INSTRUCTIONS TO FOLLOW
An exact transcription of all the data is the expected reply.

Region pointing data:
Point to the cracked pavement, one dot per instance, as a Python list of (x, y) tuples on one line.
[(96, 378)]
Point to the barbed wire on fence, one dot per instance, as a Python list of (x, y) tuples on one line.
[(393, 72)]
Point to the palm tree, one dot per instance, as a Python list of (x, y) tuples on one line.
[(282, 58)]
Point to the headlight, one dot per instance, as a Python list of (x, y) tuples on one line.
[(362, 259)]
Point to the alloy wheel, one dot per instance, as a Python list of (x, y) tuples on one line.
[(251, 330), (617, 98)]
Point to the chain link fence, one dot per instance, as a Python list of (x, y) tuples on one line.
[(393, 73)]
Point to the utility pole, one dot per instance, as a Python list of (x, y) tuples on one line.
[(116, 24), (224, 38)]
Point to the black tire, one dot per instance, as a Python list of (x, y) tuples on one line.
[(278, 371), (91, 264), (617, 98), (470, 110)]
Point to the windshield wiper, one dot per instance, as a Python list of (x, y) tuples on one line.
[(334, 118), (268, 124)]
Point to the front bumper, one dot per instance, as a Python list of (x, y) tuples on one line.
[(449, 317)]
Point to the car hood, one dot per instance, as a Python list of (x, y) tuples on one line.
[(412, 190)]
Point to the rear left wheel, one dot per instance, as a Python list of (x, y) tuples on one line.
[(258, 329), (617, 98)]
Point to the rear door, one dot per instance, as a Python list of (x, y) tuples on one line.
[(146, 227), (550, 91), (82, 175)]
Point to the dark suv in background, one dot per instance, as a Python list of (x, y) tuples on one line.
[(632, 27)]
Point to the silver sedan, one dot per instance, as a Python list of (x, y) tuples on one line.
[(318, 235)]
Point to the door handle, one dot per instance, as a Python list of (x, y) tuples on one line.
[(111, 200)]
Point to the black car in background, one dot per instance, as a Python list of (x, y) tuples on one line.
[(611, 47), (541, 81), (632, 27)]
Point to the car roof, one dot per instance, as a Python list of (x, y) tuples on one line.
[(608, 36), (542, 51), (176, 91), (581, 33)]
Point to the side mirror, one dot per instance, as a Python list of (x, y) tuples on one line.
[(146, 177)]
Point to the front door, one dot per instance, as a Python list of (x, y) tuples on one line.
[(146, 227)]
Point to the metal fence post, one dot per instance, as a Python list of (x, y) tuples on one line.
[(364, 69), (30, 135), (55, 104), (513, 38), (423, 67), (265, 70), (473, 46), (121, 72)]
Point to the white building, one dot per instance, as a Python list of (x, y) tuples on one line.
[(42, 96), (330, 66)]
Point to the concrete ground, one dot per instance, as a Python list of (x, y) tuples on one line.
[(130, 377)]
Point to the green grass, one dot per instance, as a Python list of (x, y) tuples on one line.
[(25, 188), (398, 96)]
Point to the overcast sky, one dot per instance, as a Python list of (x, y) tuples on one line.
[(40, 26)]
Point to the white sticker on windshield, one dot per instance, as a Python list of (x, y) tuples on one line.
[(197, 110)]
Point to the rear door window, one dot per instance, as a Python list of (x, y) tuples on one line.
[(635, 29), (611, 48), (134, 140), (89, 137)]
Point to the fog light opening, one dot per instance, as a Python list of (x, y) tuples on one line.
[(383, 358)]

RESPONSE TO THIS TASK
Point to the cracked pavement, one dot per instance, as a Python list of (x, y) tuples on one line.
[(96, 378)]
Point to the barbed wire on fence, one dot per instance, as a Python list of (x, y) tuples on one line.
[(393, 72)]
Point to the palm tree, one dot per instance, as a Python list of (x, y) tuples on one line.
[(282, 58)]
Point to the headlight, one dot per instance, as a Python list of (x, y) tuples on one line.
[(362, 259)]
Point to the alloy wheel, one dot per instance, as a Python list of (x, y) tuples on one line.
[(251, 330), (617, 98)]
Point to the chain link fence, one dot per instance, as a Python list of (x, y) tuples on one line.
[(393, 73)]
Point to the utility pole, one dot per instance, as a Python list of (x, y) tuples on one line.
[(116, 24), (224, 38)]
Point to the black tire, one dot per instance, as a Python list of (x, y) tuples on one line.
[(278, 371), (91, 264), (617, 98), (470, 110)]
Point to the windshield wiper, one dot per instance, as a Python list of (x, y) tuples on one line.
[(334, 118), (268, 124)]
Point to the front bumper, one dot per instance, as a Python list of (x, y) tuples on one line.
[(449, 317)]
Point to the car hood, one dot per instance, as a Python list of (x, y) tuples on one line.
[(412, 190)]
Point to the rear left wheel, one dot per instance, as a Python list of (x, y) tuples on one line.
[(258, 329), (617, 98)]
Point to the rear door, one dot per instance, as a Python list of (x, y) tuples on one line.
[(146, 227), (550, 91), (82, 175)]
Point to the dark suv in background, one dot per instance, as a Python list of (x, y) tuples on one line.
[(632, 27)]
Point to the silver sedan, one dot per instance, as a Python list of (x, y) tuples on one line.
[(318, 235)]
Point to the door handle, one dot per instance, as a Python list of (x, y) tuples on one line.
[(111, 200)]
Point to the black car in background, one dot per instance, as a Python list of (x, y) tuples on one line.
[(611, 47), (541, 81), (632, 27)]
Point to the car roof, one dot per instance, as a Python list of (x, y) tuples on one line.
[(608, 36), (542, 51), (176, 91), (581, 33)]
Point to the side mirror, one dot per instance, as a Python list of (x, y) tuples on one line.
[(146, 177)]
Point to the front door, one dot per instance, as a Python list of (x, y) tuples on one line.
[(146, 227)]
Point to the metal fence post, one dot per instance, as a Python list of (x, y) tuples on one line.
[(364, 69), (30, 135), (55, 104), (513, 38), (423, 67), (265, 70), (473, 46), (121, 72)]
Point to the white building, one dot per instance, as a Python list of (x, y) tuples on one line.
[(42, 96), (330, 66)]
Point to the concrete ground, one dot per instance, as a Python list of (x, y) tuples on one line.
[(130, 377)]
Point to the green grass, one dot per instance, as a Python list of (x, y) tuples on one line.
[(25, 188), (398, 96)]
Point to the overcast sky, one dot per instance, as a Python list of (x, y) tuples on one line.
[(40, 26)]
Point to the white sticker on windshield, one dot per instance, as a Python list of (x, y) tuples on one line.
[(197, 110)]
Point to the rear door window, one dot per instance, as a Python list of (x, y) tuples on one line.
[(635, 29), (611, 48), (134, 140), (89, 137)]
Point to the fog light opening, one dot per instance, as a Python list of (x, y) tuples on one line.
[(383, 358)]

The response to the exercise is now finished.